# BRIEF
Which lines in the material contain the word "castle"? Find every one and copy it in full.

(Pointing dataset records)
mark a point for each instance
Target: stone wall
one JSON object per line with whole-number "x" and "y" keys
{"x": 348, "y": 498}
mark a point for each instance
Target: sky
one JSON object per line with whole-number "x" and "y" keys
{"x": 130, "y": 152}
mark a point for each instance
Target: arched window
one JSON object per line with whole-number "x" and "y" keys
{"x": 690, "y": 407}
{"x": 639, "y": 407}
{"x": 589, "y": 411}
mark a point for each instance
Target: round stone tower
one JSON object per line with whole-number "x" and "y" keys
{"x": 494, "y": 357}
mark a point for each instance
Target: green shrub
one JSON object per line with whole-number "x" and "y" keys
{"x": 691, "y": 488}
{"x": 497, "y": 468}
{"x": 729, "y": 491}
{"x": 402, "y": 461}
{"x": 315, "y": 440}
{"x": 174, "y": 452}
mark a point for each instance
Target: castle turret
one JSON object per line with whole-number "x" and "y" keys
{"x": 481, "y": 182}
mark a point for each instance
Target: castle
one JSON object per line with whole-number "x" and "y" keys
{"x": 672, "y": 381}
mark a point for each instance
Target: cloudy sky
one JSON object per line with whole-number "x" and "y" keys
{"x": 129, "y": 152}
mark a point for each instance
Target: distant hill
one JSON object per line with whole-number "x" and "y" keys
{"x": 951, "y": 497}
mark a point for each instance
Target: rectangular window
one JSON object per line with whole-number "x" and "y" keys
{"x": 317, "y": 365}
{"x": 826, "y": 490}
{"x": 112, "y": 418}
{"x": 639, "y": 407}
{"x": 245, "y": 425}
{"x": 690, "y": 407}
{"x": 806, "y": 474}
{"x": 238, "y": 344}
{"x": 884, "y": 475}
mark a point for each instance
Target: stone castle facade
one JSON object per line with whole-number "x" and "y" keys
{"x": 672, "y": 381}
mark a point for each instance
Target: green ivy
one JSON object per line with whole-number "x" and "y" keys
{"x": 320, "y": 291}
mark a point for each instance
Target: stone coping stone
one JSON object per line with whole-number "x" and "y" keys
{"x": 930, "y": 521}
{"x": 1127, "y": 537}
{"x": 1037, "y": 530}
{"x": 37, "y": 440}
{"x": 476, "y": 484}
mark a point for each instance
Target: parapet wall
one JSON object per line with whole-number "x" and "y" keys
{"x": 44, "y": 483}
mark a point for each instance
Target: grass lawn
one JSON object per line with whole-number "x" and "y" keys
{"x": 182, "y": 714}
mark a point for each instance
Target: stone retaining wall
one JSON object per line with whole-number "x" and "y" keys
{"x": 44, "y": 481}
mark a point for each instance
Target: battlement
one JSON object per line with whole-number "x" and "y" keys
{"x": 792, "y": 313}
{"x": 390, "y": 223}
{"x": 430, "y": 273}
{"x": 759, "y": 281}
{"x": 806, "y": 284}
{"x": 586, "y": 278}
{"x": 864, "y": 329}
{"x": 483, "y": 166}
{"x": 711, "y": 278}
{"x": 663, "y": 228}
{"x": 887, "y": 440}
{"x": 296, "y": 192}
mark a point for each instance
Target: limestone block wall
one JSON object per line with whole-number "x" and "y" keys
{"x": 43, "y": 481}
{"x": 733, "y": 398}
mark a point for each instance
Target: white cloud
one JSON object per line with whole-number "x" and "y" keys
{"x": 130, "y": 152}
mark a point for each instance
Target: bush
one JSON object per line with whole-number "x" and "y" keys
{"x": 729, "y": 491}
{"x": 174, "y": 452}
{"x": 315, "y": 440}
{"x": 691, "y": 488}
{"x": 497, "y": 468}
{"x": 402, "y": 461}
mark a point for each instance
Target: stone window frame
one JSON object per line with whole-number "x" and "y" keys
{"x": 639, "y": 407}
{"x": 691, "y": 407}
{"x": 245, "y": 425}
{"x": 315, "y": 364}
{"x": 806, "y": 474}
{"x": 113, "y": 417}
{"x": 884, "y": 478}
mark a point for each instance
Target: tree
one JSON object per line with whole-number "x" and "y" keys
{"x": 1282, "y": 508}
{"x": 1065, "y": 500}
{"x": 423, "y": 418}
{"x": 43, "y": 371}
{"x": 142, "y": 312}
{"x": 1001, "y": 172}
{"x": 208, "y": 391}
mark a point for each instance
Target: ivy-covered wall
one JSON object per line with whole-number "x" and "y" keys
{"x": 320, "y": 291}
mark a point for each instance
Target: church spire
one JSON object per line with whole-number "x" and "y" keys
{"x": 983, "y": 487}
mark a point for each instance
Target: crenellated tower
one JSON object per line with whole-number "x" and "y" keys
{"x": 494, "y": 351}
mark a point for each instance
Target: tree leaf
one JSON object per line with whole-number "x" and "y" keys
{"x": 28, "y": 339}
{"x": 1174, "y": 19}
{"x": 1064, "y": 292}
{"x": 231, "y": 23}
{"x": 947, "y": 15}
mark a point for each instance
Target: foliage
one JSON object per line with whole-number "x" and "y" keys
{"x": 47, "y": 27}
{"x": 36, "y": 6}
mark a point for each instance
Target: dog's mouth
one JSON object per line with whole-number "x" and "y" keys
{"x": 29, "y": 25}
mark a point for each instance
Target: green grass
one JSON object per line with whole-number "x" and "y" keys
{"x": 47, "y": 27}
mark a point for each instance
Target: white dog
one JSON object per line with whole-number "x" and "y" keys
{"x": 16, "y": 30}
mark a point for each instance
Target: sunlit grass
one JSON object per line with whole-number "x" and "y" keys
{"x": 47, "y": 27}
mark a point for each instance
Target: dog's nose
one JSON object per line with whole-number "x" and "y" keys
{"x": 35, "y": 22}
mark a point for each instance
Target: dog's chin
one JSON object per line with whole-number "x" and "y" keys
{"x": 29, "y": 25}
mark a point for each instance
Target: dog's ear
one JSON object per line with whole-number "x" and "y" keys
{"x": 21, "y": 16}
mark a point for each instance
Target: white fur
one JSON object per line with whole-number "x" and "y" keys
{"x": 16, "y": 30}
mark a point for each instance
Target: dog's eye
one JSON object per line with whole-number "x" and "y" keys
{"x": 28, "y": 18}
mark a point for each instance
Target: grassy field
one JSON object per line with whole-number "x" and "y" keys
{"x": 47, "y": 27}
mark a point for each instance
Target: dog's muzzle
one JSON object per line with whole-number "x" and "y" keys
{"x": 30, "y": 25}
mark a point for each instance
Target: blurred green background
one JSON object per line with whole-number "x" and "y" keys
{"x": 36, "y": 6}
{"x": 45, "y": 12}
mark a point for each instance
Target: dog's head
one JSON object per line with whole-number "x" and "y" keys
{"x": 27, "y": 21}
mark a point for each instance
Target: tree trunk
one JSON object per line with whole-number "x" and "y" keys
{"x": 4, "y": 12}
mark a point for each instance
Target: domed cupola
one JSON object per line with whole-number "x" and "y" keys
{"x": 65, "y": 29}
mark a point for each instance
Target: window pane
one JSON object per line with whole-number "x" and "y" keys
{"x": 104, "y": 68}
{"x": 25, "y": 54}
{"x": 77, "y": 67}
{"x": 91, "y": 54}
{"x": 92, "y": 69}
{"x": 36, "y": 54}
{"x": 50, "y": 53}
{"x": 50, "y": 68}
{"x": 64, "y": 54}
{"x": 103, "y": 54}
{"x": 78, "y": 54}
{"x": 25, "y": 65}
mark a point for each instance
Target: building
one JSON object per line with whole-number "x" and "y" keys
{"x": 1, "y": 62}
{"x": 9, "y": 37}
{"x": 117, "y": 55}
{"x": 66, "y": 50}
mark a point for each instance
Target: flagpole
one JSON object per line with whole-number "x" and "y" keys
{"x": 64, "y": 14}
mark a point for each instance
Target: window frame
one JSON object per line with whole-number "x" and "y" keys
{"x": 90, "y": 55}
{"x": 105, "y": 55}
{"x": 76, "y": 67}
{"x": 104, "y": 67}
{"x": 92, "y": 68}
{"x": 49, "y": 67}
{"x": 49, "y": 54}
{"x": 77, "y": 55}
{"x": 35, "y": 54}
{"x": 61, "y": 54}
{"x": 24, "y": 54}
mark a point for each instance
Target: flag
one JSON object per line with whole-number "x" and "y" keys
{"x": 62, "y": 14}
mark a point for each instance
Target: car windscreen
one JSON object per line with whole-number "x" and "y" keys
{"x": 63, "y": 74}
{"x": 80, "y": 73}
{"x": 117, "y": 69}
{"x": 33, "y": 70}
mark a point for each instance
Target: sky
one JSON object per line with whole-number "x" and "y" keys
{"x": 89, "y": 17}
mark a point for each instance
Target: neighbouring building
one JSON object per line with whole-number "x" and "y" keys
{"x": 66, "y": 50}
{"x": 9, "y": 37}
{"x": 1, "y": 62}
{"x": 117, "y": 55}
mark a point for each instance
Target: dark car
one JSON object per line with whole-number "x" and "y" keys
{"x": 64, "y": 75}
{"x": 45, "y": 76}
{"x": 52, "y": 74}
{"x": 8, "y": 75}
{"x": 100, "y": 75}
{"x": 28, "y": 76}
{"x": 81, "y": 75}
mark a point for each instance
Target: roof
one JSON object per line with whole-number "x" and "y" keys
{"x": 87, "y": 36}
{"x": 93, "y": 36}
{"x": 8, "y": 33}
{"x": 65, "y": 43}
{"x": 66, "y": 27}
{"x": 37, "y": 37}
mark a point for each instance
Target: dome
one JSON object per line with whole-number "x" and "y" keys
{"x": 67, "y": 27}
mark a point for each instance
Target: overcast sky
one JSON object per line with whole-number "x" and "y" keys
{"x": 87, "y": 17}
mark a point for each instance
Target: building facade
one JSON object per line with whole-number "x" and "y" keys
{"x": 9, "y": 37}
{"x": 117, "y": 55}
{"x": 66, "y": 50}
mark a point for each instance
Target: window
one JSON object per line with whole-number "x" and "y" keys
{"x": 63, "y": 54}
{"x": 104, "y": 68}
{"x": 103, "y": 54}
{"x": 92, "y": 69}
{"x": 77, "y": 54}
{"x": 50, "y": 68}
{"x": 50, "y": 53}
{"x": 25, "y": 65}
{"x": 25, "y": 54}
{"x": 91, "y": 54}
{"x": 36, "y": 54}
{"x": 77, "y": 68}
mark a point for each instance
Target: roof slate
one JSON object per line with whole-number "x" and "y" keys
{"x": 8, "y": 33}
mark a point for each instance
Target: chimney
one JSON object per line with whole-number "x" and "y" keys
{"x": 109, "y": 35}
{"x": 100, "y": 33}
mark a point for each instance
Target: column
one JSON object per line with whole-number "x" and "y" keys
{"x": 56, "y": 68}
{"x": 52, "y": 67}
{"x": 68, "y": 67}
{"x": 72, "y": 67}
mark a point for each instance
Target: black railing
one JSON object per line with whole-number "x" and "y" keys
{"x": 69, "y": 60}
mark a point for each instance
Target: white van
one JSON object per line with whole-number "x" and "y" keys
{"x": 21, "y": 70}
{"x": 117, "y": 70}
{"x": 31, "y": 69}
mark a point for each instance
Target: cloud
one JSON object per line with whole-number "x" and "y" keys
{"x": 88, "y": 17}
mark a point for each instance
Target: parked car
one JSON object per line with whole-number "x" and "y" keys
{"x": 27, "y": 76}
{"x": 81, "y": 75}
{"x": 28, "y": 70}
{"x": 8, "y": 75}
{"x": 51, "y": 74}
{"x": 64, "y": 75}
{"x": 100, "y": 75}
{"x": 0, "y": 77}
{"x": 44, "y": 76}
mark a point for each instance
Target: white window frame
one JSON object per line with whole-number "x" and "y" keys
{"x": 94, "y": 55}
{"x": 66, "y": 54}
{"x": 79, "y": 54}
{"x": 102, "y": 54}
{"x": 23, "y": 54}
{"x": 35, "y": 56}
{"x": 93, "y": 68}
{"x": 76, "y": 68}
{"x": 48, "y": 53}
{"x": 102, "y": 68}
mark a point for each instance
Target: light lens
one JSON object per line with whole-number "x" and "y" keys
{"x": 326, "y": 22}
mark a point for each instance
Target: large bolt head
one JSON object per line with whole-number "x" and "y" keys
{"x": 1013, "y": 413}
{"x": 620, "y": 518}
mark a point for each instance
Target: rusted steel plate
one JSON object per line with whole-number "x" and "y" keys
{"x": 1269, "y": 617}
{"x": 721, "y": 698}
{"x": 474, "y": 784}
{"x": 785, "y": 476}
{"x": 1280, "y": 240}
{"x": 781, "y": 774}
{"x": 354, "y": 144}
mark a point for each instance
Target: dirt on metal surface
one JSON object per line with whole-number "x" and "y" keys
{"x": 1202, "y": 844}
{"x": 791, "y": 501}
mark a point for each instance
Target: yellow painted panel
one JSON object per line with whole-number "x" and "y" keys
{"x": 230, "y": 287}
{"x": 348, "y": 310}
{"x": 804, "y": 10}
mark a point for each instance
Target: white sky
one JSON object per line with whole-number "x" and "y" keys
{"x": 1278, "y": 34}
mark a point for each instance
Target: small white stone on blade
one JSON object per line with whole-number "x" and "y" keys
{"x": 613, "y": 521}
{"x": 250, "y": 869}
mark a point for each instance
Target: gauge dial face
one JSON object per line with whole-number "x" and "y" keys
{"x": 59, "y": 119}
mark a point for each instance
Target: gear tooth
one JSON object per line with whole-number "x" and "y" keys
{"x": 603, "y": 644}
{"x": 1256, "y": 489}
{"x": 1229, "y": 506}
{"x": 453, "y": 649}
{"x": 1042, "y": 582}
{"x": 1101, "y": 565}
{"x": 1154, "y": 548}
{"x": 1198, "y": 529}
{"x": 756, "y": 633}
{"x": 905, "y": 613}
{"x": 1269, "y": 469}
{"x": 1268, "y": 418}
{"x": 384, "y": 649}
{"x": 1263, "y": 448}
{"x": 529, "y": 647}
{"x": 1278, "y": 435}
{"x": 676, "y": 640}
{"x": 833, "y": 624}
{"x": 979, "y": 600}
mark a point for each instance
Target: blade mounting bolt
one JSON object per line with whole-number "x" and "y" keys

# TASK OUTPUT
Target: castle turret
Target: castle
Target: stone castle facade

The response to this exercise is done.